## Stated problem
Set down each line of the material that follows, exactly, with no pictures.
start Task inputs
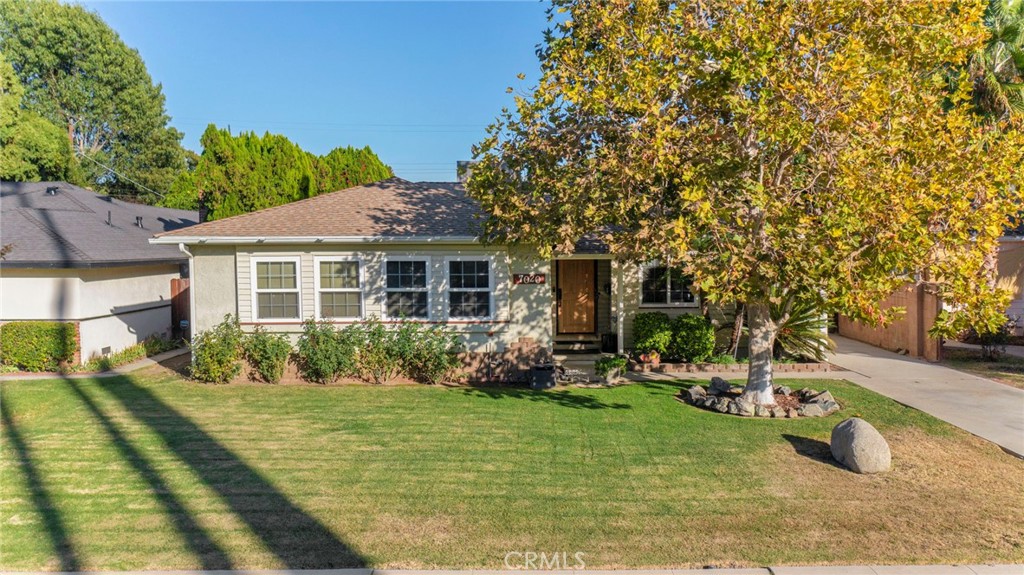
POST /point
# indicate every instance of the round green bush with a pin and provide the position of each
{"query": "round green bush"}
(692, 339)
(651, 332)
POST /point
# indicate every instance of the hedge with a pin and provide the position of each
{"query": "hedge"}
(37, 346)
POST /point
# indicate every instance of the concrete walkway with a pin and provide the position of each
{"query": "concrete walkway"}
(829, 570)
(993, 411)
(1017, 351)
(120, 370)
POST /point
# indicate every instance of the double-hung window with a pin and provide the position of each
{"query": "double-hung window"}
end Task inputs
## Result of this exercise
POST /point
# indicate every instance of the round green bush with a pin and provide the position of each
{"query": "round green bush"}
(692, 339)
(651, 332)
POST /point
# indicate every instance of the hedge with a pin and provide the position of each
{"query": "hedge"}
(37, 346)
POST /point
# indicate every instance of the concrete walkway with a pin and provide the position of each
{"query": "concrete walkway"}
(829, 570)
(993, 411)
(1017, 351)
(120, 370)
POST /point
# indicate every instance of the double-hung window with a pin and provide the position of each
{"query": "double-hung window"}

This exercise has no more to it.